_YOUR TASK_: Substitute "as one point" for every occurrence of "as a single point" in the items below and reproduce them otherwise unchanged.

_RECORD EXTRACTS_:

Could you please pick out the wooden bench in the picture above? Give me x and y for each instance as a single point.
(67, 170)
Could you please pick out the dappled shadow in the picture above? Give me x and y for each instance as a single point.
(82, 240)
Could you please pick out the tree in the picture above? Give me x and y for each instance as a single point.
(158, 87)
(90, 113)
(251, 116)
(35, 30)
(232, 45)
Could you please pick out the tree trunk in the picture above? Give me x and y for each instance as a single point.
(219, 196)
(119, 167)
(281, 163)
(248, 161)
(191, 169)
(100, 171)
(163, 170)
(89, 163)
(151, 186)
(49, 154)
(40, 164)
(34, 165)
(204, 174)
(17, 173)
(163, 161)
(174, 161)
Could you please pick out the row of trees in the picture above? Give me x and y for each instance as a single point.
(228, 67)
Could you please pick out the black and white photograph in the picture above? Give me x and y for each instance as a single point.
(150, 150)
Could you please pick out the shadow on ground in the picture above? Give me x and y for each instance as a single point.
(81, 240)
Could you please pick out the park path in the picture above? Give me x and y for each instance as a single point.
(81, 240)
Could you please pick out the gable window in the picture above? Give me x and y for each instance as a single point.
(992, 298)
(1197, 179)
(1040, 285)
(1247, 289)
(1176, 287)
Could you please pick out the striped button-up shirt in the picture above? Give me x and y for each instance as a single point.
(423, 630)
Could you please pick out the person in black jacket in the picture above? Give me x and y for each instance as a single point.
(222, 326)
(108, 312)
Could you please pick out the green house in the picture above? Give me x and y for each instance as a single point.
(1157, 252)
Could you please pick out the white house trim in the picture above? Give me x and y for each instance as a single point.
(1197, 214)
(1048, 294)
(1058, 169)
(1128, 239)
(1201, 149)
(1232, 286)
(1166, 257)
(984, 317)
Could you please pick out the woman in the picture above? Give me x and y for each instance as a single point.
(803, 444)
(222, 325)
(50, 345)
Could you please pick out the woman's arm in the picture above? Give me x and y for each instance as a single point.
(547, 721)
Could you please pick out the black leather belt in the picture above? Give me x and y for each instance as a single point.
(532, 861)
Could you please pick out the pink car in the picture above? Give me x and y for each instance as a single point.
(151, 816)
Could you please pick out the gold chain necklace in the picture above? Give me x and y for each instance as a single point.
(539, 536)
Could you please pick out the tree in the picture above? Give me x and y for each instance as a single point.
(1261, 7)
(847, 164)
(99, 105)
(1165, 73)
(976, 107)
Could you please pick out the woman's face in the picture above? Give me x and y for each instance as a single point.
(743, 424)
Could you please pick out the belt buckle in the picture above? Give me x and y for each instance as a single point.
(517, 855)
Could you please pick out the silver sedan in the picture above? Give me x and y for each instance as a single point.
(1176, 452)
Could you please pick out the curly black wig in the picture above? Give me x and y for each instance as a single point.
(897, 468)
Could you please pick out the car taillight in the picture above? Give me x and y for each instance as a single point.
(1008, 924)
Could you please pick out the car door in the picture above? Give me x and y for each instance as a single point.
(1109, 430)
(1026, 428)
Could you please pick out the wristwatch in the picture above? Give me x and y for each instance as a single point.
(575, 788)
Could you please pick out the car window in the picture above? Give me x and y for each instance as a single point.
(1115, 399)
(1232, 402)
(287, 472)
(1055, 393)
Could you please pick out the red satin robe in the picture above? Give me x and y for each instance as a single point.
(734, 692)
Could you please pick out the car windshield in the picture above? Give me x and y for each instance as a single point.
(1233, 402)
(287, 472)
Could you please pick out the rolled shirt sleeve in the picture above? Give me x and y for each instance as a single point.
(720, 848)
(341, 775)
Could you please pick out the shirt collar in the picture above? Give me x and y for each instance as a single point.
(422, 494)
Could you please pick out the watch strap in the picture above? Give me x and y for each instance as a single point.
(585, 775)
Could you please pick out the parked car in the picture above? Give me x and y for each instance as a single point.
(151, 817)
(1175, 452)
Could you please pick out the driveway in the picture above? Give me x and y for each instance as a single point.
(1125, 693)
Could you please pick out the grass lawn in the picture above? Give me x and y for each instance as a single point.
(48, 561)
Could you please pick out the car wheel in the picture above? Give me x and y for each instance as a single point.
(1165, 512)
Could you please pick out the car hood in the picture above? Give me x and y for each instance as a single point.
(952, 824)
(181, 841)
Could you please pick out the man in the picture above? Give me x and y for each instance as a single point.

_ANSWER FOR THE TASK_:
Could you please pick out the wooden bench in the picture above? Give me x and y for each instance as one point.
(67, 170)
Could you please pick out the dappled shadow in the picture above? Give me x and y for each instance as one point.
(82, 240)
Could you please pick out the tree in the picture above? Give me x and y for each instance as one point.
(158, 87)
(90, 113)
(251, 116)
(35, 30)
(232, 45)
Could you please pick out the tree trunk in the picture above? Give me x and y for each instance as one point.
(219, 196)
(119, 167)
(281, 163)
(248, 161)
(191, 169)
(100, 171)
(163, 170)
(89, 163)
(151, 186)
(49, 154)
(40, 164)
(34, 165)
(204, 174)
(17, 173)
(163, 161)
(174, 161)
Could you please pick out the row of trees in the picture above? Give me x and y for each instance as one point.
(228, 67)
Could you please pick out the black and white photograph in the picture above? Give me x and y for each instance as one point.
(150, 150)
Could you please pick out the shadow on ground in the picture above? Give me x and y for each instance as one point.
(81, 240)
Could you please pick out the park path in the picture above? Give me x and y for each instance as one point.
(81, 240)
Could you please pick out the gable window in the picture above? Give me x and y for each instance as one point.
(992, 298)
(1197, 179)
(1040, 285)
(1247, 289)
(1176, 287)
Could you please pick out the striped button-up shirt in the picture above? Give me x and y for each instance as one point.
(423, 630)
Could you please pick out the person in black jacket in the picture above? Give me x and y for each instance as one point.
(222, 326)
(108, 312)
Could you please pick out the green house in the picture above? Give me x and y for each instance as one point.
(1157, 252)
Could you please pick out the white house trim in the picture above? Give me x and y for each instance as one point.
(1197, 214)
(1048, 294)
(1058, 169)
(1128, 239)
(1201, 149)
(1232, 286)
(1166, 257)
(984, 317)
Could you please pick out the woman in the picture above? Give me x and y for each instance as one point.
(803, 444)
(222, 325)
(50, 345)
Could you please pick out the woman's arm in the picture above? Give me x and y for each instance as one point.
(547, 721)
Could you please pick out the black leather belt in the picture above? Give me x and y for each instance as one point.
(532, 861)
Could you please pick out the pink car in the picture above? Give me x and y for each instance as one point.
(151, 816)
Could you please pick out the gold chain necklace in the picture above? Give me x and y for each instance as one point.
(539, 536)
Could you please pick out the tree in the picture above? Give me x and y for each instance as one point.
(1261, 7)
(847, 164)
(99, 105)
(1165, 73)
(976, 107)
Could you please pick out the woman's face in the picture above? Give me x and y for each instance as one point.
(743, 424)
Could you please pick out the belt buckle in the picture above? Give me x and y for each instance as one point.
(517, 855)
Could you please pick out the silver sedan in the picture above? Give me x and y for each instance as one point.
(1176, 452)
Could you please pick out the curly black wig in the picture above? Give me x and y for each instance as one point.
(897, 468)
Could you please pick out the car taillight in the picture above? Give me x and y for each instance as one point.
(1008, 924)
Could you please pick out the car door in the picture above? Give me x and y for each instance as one point.
(1109, 430)
(1026, 428)
Could you please pick out the wristwatch in the picture above? Give me x and y for each instance as one point.
(575, 788)
Could you please pick out the car window in the picture above? Give me x and y for each instance as one point.
(1115, 399)
(1232, 402)
(287, 472)
(1055, 393)
Could you please pick out the red satin robe in the picture above? Give me x and y for each instance as one point.
(734, 692)
Could you please pick out the car windshield in the picture above? Give me x and y for each instance as one point.
(1233, 402)
(287, 472)
Could you please pick out the rolled shirt sleeve in the picture above? Give me x and y for each instance as one point.
(720, 848)
(341, 775)
Could you please pick out the shirt collar in the picture above? Give me x and y for each instance as one point.
(422, 494)
Could you please pick out the watch strap in the picture above? Give me x and y for each instance as one point.
(585, 775)
Could you please pick out the parked car in the picture above? Give me x and y for each instance as one point.
(151, 817)
(1175, 452)
Could you please pick out the driveway in the picture above? Give me x and y for each instance as one point.
(1125, 693)
Could you please pick out the grass lawn in the picture above? Give me x and y for each instance as one point.
(48, 561)
Could you please pick out the car wheel in the picture above? Give me x and y for each instance as one point.
(1165, 512)
Could you please pick out the car hood in the picture above? Give me x and y for each instance as one point.
(952, 824)
(181, 841)
Could you please pick out the man in the picture above? Give me x and y for each instance as one point.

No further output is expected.